**Task statement**: Nothing but the lines below between the line holding "Target: deer leg" and the line holding "Need: for every instance of the tree canopy, a", inclusive, should appear in the answer, each set down exactly.

**Provided entries**:
⟨

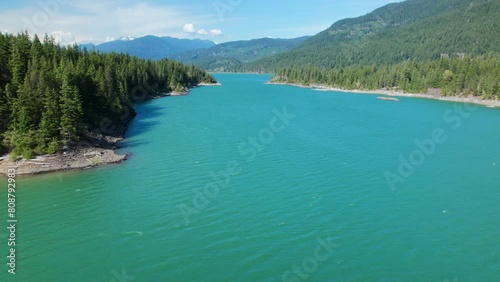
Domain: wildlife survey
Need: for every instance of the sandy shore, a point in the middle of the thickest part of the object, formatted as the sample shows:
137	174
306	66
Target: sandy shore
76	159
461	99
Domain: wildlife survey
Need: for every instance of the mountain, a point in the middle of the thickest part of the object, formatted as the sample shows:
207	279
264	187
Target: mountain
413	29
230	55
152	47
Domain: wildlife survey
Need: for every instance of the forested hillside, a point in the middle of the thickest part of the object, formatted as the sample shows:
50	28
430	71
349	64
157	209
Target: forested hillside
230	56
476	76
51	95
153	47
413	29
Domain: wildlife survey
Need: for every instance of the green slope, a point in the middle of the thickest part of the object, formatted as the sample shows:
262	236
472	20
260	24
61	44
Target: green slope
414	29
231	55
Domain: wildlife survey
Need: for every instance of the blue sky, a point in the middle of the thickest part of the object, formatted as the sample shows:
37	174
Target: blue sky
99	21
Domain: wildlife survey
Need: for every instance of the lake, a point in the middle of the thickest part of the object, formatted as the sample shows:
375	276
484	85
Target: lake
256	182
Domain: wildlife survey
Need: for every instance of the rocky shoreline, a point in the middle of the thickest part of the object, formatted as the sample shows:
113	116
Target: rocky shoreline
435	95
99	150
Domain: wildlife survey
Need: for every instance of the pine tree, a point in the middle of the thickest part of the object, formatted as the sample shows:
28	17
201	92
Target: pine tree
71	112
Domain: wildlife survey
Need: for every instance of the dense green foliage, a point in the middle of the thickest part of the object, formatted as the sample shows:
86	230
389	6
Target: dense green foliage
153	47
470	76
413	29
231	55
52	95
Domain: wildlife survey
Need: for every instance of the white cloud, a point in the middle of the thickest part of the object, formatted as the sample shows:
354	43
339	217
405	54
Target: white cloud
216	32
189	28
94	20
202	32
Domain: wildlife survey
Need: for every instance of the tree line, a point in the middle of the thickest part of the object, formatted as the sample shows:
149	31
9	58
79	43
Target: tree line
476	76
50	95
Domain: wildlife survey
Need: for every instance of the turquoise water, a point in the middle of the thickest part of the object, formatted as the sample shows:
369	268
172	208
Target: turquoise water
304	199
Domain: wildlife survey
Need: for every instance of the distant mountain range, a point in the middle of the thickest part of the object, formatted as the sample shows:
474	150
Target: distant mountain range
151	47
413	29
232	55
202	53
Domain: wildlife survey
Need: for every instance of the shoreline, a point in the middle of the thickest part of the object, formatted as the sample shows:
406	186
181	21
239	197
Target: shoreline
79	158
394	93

⟩
⟨

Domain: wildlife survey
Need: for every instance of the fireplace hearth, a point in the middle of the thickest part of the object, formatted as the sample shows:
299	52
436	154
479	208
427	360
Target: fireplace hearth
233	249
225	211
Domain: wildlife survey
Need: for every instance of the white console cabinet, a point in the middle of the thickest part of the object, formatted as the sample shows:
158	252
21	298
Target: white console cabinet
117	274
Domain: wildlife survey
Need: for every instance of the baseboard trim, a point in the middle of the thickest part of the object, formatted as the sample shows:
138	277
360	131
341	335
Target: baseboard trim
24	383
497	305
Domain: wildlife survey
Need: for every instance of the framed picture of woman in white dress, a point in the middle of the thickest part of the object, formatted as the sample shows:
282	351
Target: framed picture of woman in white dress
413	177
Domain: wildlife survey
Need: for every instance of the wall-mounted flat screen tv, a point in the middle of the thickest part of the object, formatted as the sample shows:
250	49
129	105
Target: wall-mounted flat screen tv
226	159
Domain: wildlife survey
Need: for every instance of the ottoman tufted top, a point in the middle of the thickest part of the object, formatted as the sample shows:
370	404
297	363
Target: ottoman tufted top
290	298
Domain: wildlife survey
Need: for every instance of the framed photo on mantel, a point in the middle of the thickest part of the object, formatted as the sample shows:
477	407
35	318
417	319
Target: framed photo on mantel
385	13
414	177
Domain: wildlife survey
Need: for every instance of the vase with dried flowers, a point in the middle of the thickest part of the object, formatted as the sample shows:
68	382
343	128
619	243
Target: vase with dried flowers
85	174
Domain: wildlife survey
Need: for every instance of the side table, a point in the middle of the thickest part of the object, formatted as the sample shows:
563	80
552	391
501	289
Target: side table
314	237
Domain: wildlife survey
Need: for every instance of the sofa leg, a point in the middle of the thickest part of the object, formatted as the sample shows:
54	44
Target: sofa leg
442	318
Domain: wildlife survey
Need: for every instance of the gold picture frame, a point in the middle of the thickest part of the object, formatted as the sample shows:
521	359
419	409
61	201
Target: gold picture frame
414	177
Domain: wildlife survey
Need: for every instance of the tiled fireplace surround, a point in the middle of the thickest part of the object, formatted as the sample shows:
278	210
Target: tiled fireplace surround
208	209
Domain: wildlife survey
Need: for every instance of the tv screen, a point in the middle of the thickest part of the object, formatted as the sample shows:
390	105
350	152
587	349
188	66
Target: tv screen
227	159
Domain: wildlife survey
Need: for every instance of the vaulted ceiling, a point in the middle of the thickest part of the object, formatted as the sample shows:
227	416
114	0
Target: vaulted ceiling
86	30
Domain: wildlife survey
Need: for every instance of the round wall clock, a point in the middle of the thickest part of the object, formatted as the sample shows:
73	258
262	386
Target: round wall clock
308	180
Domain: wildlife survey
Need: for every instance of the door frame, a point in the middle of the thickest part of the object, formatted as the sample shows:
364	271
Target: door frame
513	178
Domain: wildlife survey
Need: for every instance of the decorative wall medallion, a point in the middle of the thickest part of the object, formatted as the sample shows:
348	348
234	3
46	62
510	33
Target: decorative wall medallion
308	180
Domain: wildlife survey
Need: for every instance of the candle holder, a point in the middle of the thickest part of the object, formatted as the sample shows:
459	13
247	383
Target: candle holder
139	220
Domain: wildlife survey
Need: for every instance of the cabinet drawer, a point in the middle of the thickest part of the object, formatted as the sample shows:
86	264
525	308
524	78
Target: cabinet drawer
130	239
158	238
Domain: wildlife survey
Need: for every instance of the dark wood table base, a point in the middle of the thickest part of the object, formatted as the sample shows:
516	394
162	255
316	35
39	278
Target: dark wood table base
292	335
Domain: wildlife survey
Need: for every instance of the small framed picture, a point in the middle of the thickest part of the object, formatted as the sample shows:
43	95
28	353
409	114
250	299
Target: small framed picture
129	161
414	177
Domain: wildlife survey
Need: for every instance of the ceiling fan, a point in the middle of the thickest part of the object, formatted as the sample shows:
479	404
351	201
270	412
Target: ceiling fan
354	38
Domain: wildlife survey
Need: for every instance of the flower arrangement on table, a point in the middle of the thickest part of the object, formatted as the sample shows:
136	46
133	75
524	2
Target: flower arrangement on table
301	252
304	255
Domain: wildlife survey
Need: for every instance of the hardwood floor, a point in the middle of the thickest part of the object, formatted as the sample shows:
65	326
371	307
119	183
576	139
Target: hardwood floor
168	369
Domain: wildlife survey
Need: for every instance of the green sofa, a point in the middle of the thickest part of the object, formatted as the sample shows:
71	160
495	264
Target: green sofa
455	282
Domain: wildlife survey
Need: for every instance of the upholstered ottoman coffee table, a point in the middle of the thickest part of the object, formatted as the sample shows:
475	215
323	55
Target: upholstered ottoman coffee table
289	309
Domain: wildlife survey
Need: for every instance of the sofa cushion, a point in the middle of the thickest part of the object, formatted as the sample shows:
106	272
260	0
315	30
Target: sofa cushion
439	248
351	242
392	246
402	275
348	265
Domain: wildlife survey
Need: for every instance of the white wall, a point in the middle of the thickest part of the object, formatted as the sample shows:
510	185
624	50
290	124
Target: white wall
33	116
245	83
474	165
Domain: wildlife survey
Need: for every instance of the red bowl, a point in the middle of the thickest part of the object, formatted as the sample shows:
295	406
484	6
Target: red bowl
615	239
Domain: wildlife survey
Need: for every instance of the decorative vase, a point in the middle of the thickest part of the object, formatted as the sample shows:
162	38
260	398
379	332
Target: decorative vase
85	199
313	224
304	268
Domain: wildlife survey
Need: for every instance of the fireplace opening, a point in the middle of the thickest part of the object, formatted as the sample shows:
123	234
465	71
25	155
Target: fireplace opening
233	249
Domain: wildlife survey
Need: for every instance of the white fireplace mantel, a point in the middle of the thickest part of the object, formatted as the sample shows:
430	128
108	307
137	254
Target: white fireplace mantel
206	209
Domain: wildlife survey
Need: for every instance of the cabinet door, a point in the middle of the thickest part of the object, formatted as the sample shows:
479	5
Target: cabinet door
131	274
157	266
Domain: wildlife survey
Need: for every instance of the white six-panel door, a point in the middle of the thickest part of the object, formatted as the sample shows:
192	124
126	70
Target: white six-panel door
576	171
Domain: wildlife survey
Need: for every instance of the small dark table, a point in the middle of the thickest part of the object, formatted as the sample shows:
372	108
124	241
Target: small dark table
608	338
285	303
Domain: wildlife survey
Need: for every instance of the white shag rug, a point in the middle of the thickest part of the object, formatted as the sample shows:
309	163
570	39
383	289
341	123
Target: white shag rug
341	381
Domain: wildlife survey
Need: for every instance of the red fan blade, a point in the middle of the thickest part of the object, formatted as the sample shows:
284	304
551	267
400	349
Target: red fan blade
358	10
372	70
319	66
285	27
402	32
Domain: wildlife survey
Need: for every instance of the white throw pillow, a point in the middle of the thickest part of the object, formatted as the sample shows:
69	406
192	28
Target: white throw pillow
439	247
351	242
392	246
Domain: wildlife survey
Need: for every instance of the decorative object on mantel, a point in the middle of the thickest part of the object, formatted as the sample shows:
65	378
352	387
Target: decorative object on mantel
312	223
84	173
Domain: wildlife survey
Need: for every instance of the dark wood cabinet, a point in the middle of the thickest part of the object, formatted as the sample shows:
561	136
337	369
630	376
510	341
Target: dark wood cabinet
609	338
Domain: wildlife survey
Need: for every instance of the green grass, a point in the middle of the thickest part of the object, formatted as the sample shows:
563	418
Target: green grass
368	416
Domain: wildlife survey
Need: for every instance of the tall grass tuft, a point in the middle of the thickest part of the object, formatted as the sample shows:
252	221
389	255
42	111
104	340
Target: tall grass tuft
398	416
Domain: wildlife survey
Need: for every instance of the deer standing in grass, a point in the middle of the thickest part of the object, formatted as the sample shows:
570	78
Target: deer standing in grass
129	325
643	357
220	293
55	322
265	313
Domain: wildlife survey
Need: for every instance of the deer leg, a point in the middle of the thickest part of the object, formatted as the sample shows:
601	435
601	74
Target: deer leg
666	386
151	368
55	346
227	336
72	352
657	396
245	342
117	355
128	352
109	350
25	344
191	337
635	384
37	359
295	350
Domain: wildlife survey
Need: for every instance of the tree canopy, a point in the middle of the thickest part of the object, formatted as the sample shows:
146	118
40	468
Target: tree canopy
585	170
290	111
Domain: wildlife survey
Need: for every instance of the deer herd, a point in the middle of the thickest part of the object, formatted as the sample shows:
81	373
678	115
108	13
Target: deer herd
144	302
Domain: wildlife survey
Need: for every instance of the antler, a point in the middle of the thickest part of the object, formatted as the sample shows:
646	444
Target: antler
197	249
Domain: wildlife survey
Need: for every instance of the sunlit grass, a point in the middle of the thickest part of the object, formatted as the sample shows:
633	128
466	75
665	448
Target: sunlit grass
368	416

⟩
⟨

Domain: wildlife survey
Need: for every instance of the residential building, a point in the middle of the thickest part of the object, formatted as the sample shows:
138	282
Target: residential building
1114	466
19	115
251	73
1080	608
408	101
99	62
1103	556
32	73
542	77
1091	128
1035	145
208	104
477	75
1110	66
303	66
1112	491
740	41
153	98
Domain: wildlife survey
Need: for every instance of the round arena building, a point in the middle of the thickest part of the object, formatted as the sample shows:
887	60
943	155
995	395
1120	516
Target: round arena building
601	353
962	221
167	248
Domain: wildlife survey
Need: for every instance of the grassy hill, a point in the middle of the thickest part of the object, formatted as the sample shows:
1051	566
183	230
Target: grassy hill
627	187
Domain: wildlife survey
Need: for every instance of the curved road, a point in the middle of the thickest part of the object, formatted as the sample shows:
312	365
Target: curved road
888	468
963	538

⟩

**Response to the task**:
Target: deer leg
666	386
151	368
55	346
227	336
72	352
657	396
245	342
117	355
128	352
109	350
25	344
191	337
635	384
37	359
295	350
Domain: wildlife survey
Need: for every instance of the tree canopy, a point in the middle of the thickest part of the object, formatted as the sample shows:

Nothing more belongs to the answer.